__Stated problem 1__. In the rows, take the part that opens with the first row and closes with the line containing "point(345, 244)", both ends included, and write it out again with the requests, but offset every coordinate in the answer points by 94 (leave the sample points unchanged). Leave the pictures out.

___ Document text

David Shane Hollowell was convicted of two counts of second-degree battery for abuse of his seven-year-old stepdaughter and was sentenced to six years on each count to be served consecutively. He appeals, arguing that the trial court erred in sustaining the prosecutor’s objection to appellant’s exercise of peremptory challenges during jury selection. We find no error and affirm.
In Batson v. Kentucky, 476 U.S. 79 (1986), the United States Supreme Court held that the Equal Protection Clause of the Fourteenth Amendment forbids the State’s use of peremptory strikes in a purposeful, racially discriminatory way in a criminal prosecution. The procedures to be followed when a Batson objection is raised are well established: if a defendant makes a prima facie showing that racial discrimination is the basis for a juror challenge, the State has the burden of showing that the challenge was not based on race. If the defendant makes a prima facie case and the State fails to give a racially neutral reason for the challenge, the court is required to conduct a sensitive inquiry. See Wooten v. State, 325 Ark. 510, 931 S.W.2d 408 (1996) cert. denied, 136 L. Ed. 2d 862, 117 S. Ct. 979 (1997); Prowell v. State, 324 Ark. 335, 921 S.W.2d 585 (1996).
In Georgia v. McCollum, 505 U.S. 42 (1992), the Supreme Court held that the Constitution prohibits criminal defendants from engaging in purposeful discrimination on the basis of race in the exercise of peremptory challenges. The Court held that if the State demonstrates a prima facie case of racial discrimination by the defendant, the defendant must articulate a racially neutral explanation for peremptory challenges.

______
___ Exercise materials

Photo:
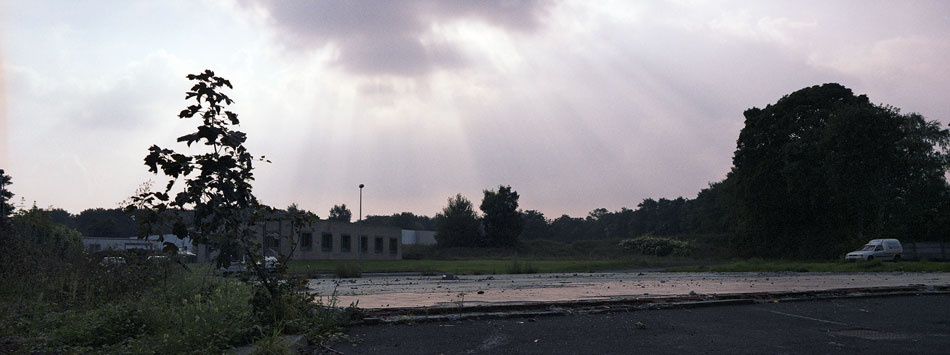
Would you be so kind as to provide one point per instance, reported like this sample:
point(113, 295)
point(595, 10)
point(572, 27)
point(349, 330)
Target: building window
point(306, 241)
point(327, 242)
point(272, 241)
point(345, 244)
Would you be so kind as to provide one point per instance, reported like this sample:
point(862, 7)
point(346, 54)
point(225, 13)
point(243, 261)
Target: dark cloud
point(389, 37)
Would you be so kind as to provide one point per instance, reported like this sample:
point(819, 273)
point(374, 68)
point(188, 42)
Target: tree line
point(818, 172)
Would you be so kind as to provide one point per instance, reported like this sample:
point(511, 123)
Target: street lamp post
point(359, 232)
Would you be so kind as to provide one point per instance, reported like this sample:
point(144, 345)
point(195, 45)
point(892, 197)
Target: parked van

______

__Stated problem 2__. Write what comes next in the court opinion on peremptory challenges in jury selection, picking up after its final sentence.

__Right answer 1__.
Photo:
Would you be so kind as to provide one point per instance, reported like this sample:
point(113, 295)
point(595, 10)
point(572, 27)
point(349, 330)
Target: building window
point(400, 335)
point(421, 336)
point(366, 335)
point(439, 338)

__Right answer 2__.
In J.E.B. v. Alabama, 511 U.S. 127 (1994), the Supreme Court held that the Equal Protection Clause forbids intentional discrimination on the basis of gender just as it prohibits discrimination on the basis of race. The Court stated:
As with race-based Batson claims, a party alleging gender discrimination must make a prima facie showing of intentional discrimination before the party exercising the challenge is required to explain the basis for the strike. When an explanation is required, it need not rise to the level of a “for cause” challenge; rather, it merely must be based on a juror characteristic other than gender, and the proffered explanation may not be pretextual.
511 U.S. 127, 144-45 (citations omitted). The Arkansas Supreme Court has recognized the applicability of the principles announced in J.E.B. in criminal cases in Arkansas. See Cleveland v. State, 318 Ark. 738, 888 S.W.2d 629 (1994).
In the case at bar, the prosecutor raised a Baison-type objection to the defendant’s apparently gender-based use of peremptory challenges to strike prospective jurors who were women. Ultimately, the court refused to allow two of defendant’s peremptory challenges finding that they were based on gender. The jury that was seated consisted of seven women and five men, with the State having used five peremptory strikes and the defendant having used seven.
Appellant’s first argument on appeal is that the trial court erred in applying the Batson standard to the prosecutor’s objection of gender discrimination regarding the defense’s use of perempto-ries. While recognizing that McCollum prohibits a criminal defendant from exercising peremptories in a discriminatory way based on race, and that J.E.B. expanded the Batson doctrine to prohibit prosecutors from exercising peremptories in a discriminatory way based on gender, appellant argues that neither the Supreme Court nor courts in Arkansas have ruled that the Batson doctrine applies to defense counsel in a criminal case when exercising peremptory challenges based on gender. Therefore, appellant argues, the trial court abused its discretion in sustaining the prosecutor’s objection “because there was no legal basis upon which to object or sustain an objection.”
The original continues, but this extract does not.